[EXCERPTED PASSAGE]
START
When, through adjustment of the relations between continental masses and masses beneath the oceans, the internal stresses of the globe have been balanced, the average elevation of lands above sea level is a maximum. The highest rate of consumption of carbon dioxide by weathering may be assumed to follow after a brief but appreciable interval, and from that time forth to diminish. As heights waste and slopes sink low, they become mantled with the residual product of weathering, soil, and efficient contact of carbon dioxide with unaltered rock is limited. When the average height of land is become that of a low plain, carbonation is reduced to a very small part of its maximum activity, and the rate of consumption is slow. At some stage of this change the diminishing rate of depletion may equal and thereafter sink below the rate of supply. Thus the initial condition of a return of milder climate inheres in the transient nature of the cause of a cold epoch. The result might, however, be long delayed, but for the accelerating influence of auxiliary processes, of which, as already stated, life is believed to be the most potent.
It is a recorded fact of geologic history that periods of minimum continental elevation have been periods of extensive marine expansion. These conditions have been associated with remarkable development of marine faunas and with general mildness. Chamberlin was the first to point out a causal relation between these conditions and effects. He entertains the idea that at the climax of an epoch of crustal adjustment, the elevation of continents may be somewhat greater than that required by radial equilibrium. If so, they should in time exhibit a tendency to settle back. In so far as this period of readjustment of balance might suffice for deep general denudation, the subsiding lands would present low plain surfaces to the sea. These conditions would be most favorable for wide migration of the shore from the continental margins far inland, and would result in extensive areas of relatively shallow water. A fauna, which had existed on the narrow slope between the original position of the shore and an oceanic basin, would find its habitat immensely enlarged and favorably conditioned. Responding, it would develop varieties, species and genera until, as sometimes was the case, exuberance ran into unfitness and decadence.
The lowland aspect of continents would be favorable to other ameliorating influences, as well as to life. Before it could have attained its later phases, the acute thermal transparency of the atmosphere must have given place to moderate absorption, and temperate conditions must have succeeded cold. From waters warmed on widening shallows, carbon dioxide would pass into the air by simple diffusion and by chemical dissociation. But the principal contribution, upon which generally prevailing mildness would attend, would be associated with the active development of lime-secreting life, and this relation is firmly established by observation.
END
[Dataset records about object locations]
START
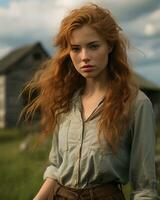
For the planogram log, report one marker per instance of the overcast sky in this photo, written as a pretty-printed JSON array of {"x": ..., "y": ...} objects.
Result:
[{"x": 28, "y": 21}]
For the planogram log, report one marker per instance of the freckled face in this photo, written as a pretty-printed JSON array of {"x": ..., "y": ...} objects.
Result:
[{"x": 89, "y": 52}]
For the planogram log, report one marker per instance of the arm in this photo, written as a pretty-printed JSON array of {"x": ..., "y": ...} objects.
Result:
[
  {"x": 51, "y": 172},
  {"x": 45, "y": 190},
  {"x": 142, "y": 163}
]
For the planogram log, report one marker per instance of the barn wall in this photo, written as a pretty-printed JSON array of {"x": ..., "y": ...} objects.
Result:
[
  {"x": 2, "y": 101},
  {"x": 15, "y": 83}
]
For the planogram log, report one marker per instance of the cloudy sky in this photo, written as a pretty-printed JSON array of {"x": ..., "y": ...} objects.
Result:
[{"x": 28, "y": 21}]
END
[WHAT TO WORK ON]
**a.** Answer these questions about the passage on continental elevation and climate:
(i) Which auxiliary process is believed to be the most potent in speeding the return of a milder climate?
(ii) Who first pointed out a causal relation between periods of minimum continental elevation and their associated conditions?
(iii) By what two means would carbon dioxide pass into the air from waters warmed on widening shallows?
**b.** Please extract the lines of the listing from the one containing "of the cloudy" through the end of the listing, reproducing each one verbatim.

[SOLUTIONS]
**a.**
(i) Life
(ii) Chamberlin
(iii) Simple diffusion and chemical dissociation

**b.**
For the planogram log, report one marker per instance of the cloudy sky in this photo, written as a pretty-printed JSON array of {"x": ..., "y": ...} objects.
Result:
[{"x": 28, "y": 21}]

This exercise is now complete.